Supplied information:
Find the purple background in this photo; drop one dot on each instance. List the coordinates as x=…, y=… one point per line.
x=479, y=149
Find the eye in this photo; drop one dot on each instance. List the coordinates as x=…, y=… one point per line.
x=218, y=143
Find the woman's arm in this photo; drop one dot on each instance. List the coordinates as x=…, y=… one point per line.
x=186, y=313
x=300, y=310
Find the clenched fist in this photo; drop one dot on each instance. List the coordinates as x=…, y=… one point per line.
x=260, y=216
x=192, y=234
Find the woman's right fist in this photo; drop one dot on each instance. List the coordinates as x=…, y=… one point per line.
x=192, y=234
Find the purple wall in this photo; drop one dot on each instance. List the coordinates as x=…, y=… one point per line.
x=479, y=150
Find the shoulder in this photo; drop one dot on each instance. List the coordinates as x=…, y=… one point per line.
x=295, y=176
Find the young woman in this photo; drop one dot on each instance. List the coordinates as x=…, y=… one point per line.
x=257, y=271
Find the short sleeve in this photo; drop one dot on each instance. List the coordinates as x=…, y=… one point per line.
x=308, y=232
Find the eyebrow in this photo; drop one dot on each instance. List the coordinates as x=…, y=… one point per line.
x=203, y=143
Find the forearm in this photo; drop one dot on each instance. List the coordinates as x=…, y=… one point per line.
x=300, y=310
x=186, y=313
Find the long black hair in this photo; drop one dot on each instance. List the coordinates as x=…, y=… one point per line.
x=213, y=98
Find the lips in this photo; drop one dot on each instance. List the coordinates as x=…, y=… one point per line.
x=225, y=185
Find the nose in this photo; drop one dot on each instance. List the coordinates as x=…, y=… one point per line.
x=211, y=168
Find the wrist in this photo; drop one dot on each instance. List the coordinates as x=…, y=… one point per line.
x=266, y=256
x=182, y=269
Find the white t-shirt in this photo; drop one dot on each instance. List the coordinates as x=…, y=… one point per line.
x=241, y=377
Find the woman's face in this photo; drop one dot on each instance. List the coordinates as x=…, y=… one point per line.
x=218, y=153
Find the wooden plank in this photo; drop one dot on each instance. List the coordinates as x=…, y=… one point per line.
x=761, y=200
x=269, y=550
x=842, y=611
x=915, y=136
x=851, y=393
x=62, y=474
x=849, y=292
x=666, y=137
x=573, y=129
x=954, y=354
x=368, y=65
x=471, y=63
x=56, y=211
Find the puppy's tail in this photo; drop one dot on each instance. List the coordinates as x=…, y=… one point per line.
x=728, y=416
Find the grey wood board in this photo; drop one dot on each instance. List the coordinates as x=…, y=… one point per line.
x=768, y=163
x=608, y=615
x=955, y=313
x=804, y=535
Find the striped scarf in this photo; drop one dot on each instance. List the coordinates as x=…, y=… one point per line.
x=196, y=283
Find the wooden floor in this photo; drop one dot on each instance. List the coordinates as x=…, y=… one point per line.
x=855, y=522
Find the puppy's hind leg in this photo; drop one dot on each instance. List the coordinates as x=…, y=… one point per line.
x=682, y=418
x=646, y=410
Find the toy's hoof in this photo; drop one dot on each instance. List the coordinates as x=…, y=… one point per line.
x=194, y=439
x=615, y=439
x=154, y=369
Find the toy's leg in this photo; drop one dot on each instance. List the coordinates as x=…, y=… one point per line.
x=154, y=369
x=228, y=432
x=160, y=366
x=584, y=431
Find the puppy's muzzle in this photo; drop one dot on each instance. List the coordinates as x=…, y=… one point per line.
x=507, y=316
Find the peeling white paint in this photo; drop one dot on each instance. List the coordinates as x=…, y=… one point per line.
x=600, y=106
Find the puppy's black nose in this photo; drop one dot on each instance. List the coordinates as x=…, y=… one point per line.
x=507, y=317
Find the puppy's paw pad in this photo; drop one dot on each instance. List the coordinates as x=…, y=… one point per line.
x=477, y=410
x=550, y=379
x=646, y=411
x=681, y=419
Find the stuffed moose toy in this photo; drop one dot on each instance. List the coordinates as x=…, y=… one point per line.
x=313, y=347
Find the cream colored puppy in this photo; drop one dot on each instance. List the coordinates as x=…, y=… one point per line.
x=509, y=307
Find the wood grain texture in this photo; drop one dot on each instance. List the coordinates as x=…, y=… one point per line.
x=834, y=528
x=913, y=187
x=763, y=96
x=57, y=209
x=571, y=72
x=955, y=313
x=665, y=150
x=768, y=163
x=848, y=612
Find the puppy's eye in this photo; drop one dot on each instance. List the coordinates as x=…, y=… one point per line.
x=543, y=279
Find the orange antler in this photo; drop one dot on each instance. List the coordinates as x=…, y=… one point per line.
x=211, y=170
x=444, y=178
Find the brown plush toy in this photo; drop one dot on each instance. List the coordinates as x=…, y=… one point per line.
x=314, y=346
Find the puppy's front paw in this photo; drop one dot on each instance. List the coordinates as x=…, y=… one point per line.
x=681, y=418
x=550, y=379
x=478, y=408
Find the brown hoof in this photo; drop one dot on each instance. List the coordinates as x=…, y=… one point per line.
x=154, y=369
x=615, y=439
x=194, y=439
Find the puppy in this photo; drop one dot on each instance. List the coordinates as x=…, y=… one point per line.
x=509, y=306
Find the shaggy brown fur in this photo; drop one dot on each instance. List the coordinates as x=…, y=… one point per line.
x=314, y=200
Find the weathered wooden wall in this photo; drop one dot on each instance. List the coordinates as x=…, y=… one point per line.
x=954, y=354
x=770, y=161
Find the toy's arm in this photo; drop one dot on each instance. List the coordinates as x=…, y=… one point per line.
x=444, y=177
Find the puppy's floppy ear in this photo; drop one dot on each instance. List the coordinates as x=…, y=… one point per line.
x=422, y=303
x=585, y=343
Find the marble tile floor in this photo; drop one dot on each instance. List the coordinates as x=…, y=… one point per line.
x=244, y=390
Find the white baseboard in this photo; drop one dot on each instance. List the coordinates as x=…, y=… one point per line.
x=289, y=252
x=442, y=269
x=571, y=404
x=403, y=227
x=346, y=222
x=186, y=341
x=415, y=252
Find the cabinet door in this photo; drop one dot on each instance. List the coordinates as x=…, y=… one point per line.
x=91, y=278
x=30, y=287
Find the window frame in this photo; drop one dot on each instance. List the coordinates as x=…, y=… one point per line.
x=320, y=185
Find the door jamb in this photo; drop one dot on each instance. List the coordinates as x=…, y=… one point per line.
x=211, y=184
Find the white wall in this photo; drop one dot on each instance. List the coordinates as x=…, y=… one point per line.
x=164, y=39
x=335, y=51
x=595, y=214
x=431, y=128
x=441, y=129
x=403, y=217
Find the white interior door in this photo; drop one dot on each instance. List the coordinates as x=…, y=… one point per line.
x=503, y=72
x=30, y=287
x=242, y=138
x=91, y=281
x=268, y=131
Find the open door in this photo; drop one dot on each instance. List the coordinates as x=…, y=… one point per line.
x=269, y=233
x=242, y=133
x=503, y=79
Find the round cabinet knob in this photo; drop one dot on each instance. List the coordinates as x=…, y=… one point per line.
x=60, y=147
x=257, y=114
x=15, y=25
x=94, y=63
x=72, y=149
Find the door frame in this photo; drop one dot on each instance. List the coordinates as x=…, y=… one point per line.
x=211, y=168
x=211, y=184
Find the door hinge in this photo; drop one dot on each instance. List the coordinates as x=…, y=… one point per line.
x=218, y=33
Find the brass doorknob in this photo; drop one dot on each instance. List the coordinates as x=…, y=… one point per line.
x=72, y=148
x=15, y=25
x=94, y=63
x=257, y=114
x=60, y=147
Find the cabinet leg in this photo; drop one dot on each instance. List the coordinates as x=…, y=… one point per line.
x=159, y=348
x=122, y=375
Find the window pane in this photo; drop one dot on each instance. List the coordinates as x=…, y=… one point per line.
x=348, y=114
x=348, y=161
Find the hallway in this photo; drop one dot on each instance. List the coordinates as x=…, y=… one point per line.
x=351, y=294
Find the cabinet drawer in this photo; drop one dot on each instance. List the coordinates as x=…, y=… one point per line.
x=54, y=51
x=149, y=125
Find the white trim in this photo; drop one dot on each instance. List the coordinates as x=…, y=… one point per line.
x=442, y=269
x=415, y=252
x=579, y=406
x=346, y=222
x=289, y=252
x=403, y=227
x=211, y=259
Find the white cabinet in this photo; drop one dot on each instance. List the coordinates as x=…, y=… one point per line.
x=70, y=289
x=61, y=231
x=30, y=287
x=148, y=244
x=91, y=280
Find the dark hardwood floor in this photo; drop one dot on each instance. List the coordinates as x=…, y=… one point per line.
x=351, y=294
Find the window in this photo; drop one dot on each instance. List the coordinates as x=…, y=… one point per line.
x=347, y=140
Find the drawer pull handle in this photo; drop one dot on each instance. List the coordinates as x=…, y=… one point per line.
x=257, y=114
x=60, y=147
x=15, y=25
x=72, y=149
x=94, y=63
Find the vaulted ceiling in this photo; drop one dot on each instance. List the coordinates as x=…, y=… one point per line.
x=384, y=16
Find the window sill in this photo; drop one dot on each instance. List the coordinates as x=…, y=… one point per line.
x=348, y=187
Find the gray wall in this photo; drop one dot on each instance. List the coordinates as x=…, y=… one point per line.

What you should do: Retype only the lines running from the line with "Find the window sill" to the end of the listing, including both of those lines.

Exercise output:
Find the window sill in this photo; drop one dot on each instance. List the coordinates as x=…, y=… one point per line.
x=348, y=187
Find the gray wall in this photo; drop one dot on each instance. List the coordinates as x=…, y=… one point per line.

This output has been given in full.